— Given passage —
########################################
This review of John Keats’s long poem Endymion (1818) is the fourth of a series of articles attacking the ‘Cockney School of Poetry’ gathered around the writer Leigh Hunt.
Who wrote it?
‘Z’ was in fact John Gibson Lockhart, a politically and artistically conservative Scottish writer.
What does the article say about Keats?
‘Z’ complains that the celebrity of poets such as Robert Burns has attracted ‘uneducated and flimsy striplings’ from lower social classes to literature: ‘our very footmen compose tragedies’. He attacks Hunt’s ‘Young Poets’ article for giving Keats ideas above his station, before mocking Keats’s medical training and height, and concluding
It is a better and wiser thing to be a starved apothecary than a starved poet; so back to the shop Mr John, back to “plasters, pills, and ointment boxes”, &c.
What does the article say about Endymion?
Overall, the poem is described as ‘calm, settled, imperturbable drivelling idiocy’. What particularly seems to rankle with ‘Z’ is Keats’s presumption in taking on a classical Greek subject:
His Endymion is not a Greek shepherd, loved by a Grecian goddess; he is merely a young Cockney rhymester, dreaming a phantastic dream at the full of the moon.
What motivated the attack?
In a context of national political unrest, ‘Z’ was disturbed by Keats’s radicalism because he ‘belongs to the Cockney School of Politics, as well as the Cockney School of Poetry’.
########################################
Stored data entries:
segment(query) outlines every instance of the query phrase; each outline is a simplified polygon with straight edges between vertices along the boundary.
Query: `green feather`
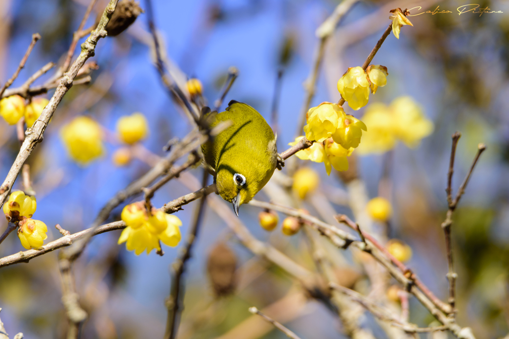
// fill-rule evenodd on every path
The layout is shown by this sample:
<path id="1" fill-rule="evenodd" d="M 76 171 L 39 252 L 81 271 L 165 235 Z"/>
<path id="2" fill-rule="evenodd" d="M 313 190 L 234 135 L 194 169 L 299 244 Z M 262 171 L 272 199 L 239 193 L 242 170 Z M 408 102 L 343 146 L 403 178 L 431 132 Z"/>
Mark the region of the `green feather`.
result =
########################################
— Parts of the exercise —
1. From the passage on the Endymion review, copy the text starting with "Who wrote it?" and going on through "say about Endymion?".
2. According to the passage on the Endymion review, who was 'Z'?
3. Which people does the passage on the Endymion review name by their full names?

— Responses for each task —
1.
Who wrote it?
‘Z’ was in fact John Gibson Lockhart, a politically and artistically conservative Scottish writer.
What does the article say about Keats?
‘Z’ complains that the celebrity of poets such as Robert Burns has attracted ‘uneducated and flimsy striplings’ from lower social classes to literature: ‘our very footmen compose tragedies’. He attacks Hunt’s ‘Young Poets’ article for giving Keats ideas above his station, before mocking Keats’s medical training and height, and concluding
It is a better and wiser thing to be a starved apothecary than a starved poet; so back to the shop Mr John, back to “plasters, pills, and ointment boxes”, &c.
What does the article say about Endymion?

2. John Gibson Lockhart, a politically and artistically conservative Scottish writer.

3. John Keats, Leigh Hunt, John Gibson Lockhart, Robert Burns